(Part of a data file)

START

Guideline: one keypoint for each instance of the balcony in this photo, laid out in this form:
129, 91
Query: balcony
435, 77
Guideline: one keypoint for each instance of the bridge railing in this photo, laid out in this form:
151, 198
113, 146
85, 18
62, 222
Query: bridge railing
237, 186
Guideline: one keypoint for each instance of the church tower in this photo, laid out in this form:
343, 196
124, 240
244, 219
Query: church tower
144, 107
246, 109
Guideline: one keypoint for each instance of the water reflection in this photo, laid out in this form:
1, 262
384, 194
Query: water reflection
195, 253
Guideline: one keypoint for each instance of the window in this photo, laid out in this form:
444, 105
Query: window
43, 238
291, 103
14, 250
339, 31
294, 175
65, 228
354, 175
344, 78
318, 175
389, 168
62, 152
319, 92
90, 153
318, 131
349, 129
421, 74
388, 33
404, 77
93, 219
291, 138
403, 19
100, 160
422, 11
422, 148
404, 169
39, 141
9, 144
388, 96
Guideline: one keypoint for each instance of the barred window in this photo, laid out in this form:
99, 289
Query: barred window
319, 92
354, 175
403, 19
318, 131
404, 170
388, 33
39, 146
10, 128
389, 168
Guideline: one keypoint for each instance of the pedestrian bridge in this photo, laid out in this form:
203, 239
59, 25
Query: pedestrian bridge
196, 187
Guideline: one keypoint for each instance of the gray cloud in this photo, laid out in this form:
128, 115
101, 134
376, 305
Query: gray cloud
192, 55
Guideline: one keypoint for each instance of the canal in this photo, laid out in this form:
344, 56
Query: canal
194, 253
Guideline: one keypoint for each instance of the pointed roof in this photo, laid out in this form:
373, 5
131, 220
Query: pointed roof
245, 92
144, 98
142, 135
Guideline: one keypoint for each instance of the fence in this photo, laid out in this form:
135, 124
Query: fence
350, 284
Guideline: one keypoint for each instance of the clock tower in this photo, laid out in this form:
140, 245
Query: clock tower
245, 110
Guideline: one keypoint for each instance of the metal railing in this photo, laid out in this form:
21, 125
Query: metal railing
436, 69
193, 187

END

Task to complete – Copy all of these entries line for line, without changing anything.

Response to this exercise –
Guideline: one keypoint for each instance of the balcony in this photo, laid out in this form:
129, 91
Query: balcony
435, 77
Guideline: one keypoint for each instance of the bridge railing in this photo, laid out in this form:
151, 198
113, 146
85, 18
62, 222
Query: bridge railing
237, 186
Guideline: one keypoint for each instance of the church tower in this photo, laid out in this form:
343, 196
124, 240
244, 219
Query: church tower
144, 107
246, 109
Guideline: one keypoint for each instance of the water reflection in this photo, laid out in this form:
1, 262
384, 194
Query: water reflection
195, 253
Guideline: one keypoint for each instance of the window in this photo, laid out in this form:
444, 105
Query: window
43, 238
291, 103
14, 250
339, 31
294, 175
65, 228
354, 175
344, 78
318, 175
389, 168
62, 152
319, 92
90, 153
318, 131
349, 129
421, 74
388, 33
404, 77
93, 219
291, 138
403, 19
100, 160
422, 11
422, 148
404, 169
39, 141
9, 144
388, 96
Guideline: one keypoint for each instance of the barred window in this photo, laid out in this form:
99, 289
Query: barred window
319, 92
354, 175
403, 19
318, 131
404, 170
388, 33
39, 146
10, 128
389, 168
Guideline: one keypoint for each instance of the pedestrian bridge in this photo, laid out in this form:
203, 239
59, 25
Query: pedestrian bridge
196, 187
Guideline: one keypoint for each instance of the gray cloud in this photo, laid out in this form:
128, 115
101, 134
376, 305
Query: gray cloud
192, 55
Guideline: one keypoint for each instance of the canal in this photo, laid out in this form:
344, 56
Query: canal
194, 253
Guideline: one keypoint for each instance of the pointed roof in this photo, laid out in this form:
373, 5
131, 220
Query: pointed roof
245, 92
144, 98
142, 135
Guideline: one keypoint for each instance of the fence in this photo, laid out in this form:
135, 124
Query: fence
350, 284
Guideline: one keypoint for each instance of the clock tower in this photo, laid out in this form:
140, 245
Query: clock tower
245, 110
Guideline: one keypoint for each instance of the metal railing in this photo, laid out in this form:
21, 125
Query: metal railing
436, 69
193, 187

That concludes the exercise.